>> START Excerpted records

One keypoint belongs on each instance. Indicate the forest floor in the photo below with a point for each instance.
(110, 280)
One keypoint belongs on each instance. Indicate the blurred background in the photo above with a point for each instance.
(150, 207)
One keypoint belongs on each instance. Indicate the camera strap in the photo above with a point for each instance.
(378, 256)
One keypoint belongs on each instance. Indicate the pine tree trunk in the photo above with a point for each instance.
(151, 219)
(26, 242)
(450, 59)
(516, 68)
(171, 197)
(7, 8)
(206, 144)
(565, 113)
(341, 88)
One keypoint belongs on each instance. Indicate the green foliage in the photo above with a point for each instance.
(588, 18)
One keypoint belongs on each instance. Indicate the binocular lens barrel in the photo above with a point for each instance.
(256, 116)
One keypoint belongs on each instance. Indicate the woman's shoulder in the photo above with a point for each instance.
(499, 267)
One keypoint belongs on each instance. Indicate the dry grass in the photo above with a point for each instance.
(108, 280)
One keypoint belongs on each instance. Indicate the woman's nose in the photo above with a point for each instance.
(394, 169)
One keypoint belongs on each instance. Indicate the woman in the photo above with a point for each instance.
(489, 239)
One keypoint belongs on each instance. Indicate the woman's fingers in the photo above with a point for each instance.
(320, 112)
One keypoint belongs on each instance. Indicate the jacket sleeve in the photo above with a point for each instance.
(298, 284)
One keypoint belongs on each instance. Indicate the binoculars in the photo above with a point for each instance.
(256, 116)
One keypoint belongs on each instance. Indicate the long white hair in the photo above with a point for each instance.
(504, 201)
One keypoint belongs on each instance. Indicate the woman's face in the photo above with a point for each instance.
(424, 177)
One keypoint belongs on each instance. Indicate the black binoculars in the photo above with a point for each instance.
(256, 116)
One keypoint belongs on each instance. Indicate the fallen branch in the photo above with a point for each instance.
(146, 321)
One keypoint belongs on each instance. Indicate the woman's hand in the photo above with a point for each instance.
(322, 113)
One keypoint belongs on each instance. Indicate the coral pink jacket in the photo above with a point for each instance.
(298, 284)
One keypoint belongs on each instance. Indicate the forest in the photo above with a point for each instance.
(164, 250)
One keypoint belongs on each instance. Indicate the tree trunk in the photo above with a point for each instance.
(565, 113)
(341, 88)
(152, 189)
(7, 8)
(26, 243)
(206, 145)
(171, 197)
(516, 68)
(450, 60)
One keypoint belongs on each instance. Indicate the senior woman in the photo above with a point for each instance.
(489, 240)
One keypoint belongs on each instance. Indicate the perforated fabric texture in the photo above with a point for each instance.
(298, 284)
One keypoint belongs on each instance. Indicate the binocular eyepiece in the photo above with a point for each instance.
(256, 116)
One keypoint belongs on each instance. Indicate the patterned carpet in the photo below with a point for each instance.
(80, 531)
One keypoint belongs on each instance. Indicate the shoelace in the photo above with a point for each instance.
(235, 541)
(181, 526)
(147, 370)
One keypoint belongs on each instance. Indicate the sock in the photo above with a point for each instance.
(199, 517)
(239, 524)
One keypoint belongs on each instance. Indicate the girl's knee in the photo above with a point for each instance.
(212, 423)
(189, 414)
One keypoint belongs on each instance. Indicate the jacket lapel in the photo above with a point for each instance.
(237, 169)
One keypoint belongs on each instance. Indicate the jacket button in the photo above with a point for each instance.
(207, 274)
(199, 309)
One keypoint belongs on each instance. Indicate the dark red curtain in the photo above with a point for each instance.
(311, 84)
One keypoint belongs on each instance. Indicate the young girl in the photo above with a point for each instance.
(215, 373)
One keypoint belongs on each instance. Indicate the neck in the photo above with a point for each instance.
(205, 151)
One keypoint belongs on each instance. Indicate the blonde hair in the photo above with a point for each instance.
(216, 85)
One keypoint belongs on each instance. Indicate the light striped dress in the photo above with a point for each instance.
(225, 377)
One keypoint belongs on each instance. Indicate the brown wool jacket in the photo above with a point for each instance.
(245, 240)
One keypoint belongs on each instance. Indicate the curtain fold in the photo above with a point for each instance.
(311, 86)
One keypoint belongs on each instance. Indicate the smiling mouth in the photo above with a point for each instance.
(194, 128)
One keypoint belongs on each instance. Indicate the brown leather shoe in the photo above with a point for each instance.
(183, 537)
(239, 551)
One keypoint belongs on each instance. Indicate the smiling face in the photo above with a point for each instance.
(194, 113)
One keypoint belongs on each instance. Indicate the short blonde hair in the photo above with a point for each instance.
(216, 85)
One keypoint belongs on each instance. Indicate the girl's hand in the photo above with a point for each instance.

>> END Excerpted records

→ **Problem requirements**
Set down all of the entries exactly, please.

→ **The output**
One keypoint belongs on each instance. Indicate the forest floor in the photo below with a point for each instance.
(110, 280)
One keypoint belongs on each instance. Indicate the blurred background in the photo above with a point for each instance.
(150, 207)
One keypoint belongs on each instance. Indicate the camera strap in the photo above with a point for each instance.
(378, 256)
One keypoint belongs on each instance. Indicate the pine tree trunk in the photo above with a point for each instance.
(151, 219)
(26, 242)
(450, 59)
(516, 68)
(171, 197)
(7, 8)
(206, 144)
(565, 113)
(341, 88)
One keypoint belongs on each instance. Indicate the green foliage in the photo above with a point for each instance.
(588, 18)
One keypoint belongs on each instance. Indicate the binocular lens barrel in the photo above with a point for each instance.
(256, 116)
One keypoint belongs on each instance. Indicate the woman's shoulder in the photo above with a point for each instance.
(499, 267)
One keypoint belongs on each instance. Indicate the dry grass in the photo above with a point for each instance.
(108, 280)
One keypoint belongs on each instance. Indicate the woman's nose in the photo above with a point for each instance.
(394, 169)
One keypoint belongs on each instance. Indicate the woman in the photo above with a point for each instance.
(489, 239)
One keypoint belongs on each instance. Indicate the woman's fingers in the photo above with a point for each instance.
(320, 112)
One keypoint belongs on each instance. Indicate the jacket sleeve in the photo above with a point for each instance.
(298, 284)
One keypoint belongs on each instance. Indicate the binoculars in the photo above with a point for each instance.
(256, 116)
One keypoint belongs on each instance. Indicate the long white hair in the photo above with a point for each instance.
(504, 201)
One keypoint belongs on each instance. Indicate the woman's face in the photo above with a point for each instance.
(424, 177)
One keypoint belongs on each instance. Indicate the black binoculars in the photo above with a point for each instance.
(256, 116)
One keypoint belongs on each instance. Indicate the fallen branch in the photo above with a point for each instance.
(146, 321)
One keypoint belongs on each instance. Indicate the woman's hand in the photo above with a point for each instance.
(322, 113)
One keypoint belongs on each instance. Indicate the coral pink jacket in the photo above with a point for each instance.
(298, 284)
One keypoint belongs on each instance. Indicate the forest in the photo above with a point for each instance.
(164, 250)
One keypoint belongs on each instance. Indicate the tree trunk in the photo above with a point for each instance.
(565, 113)
(341, 88)
(152, 189)
(7, 8)
(26, 243)
(206, 145)
(171, 197)
(516, 68)
(450, 60)
One keypoint belongs on each instance. Indicate the senior woman in the photo above with a point for each instance.
(489, 240)
One keypoint belongs on each instance. Indicate the perforated fabric texture in the photo above with a point for each instance.
(298, 284)
One keypoint belongs on each instance. Indicate the binocular eyepiece in the photo above with a point for each instance.
(256, 116)
One keypoint belongs on each instance. Indicate the patterned carpet in the photo below with a point for each instance.
(80, 531)
One keypoint belongs on each instance. Indicate the shoelace in the photo above with a point for each instance.
(235, 541)
(181, 526)
(147, 370)
One keypoint belongs on each instance. Indicate the sock in the photo above with a point for each instance.
(199, 517)
(239, 524)
One keypoint belongs on each instance. Indicate the girl's knee in the photo above with a point for each instance.
(212, 423)
(189, 414)
One keypoint belongs on each instance. Indicate the jacket lapel in the photo above with a point for each instance.
(237, 169)
One keypoint belongs on each instance. Indicate the jacket button in the photo above with a point for each instance.
(207, 274)
(199, 309)
One keypoint belongs on each instance. Indicate the dark red curtain in the photo above with a point for each instance.
(311, 84)
One keypoint belongs on each instance. Indicate the young girl in the photo above with a point for each instance.
(215, 373)
One keypoint belongs on each instance. Indicate the neck in the photo above with a point for each instance.
(205, 151)
One keypoint belongs on each instance. Indicate the blonde hair in the photo above with a point for each instance.
(216, 85)
One keypoint belongs on each instance. Indicate the light striped dress in the photo above with a point for each instance.
(225, 377)
One keypoint belongs on each instance. Indicate the brown wool jacket in the photo above with a point for each instance.
(245, 240)
One keypoint belongs on each instance. Indicate the curtain fold in the photo above with a point for each instance.
(311, 86)
One keypoint belongs on each instance. Indicate the smiling mouth in the photo above with a point for each instance.
(194, 128)
One keypoint belongs on each instance. Indicate the brown leather shoe in the photo above with a point for each instance.
(183, 537)
(239, 551)
One keypoint belongs on each instance. Indicate the smiling face in the photo above with a point for each instance.
(194, 113)
One keypoint belongs on each instance. Indicate the short blonde hair in the photo above with a point for each instance.
(216, 85)
One keypoint belongs on each instance. Indicate the girl's hand in the photo above with a point for each instance.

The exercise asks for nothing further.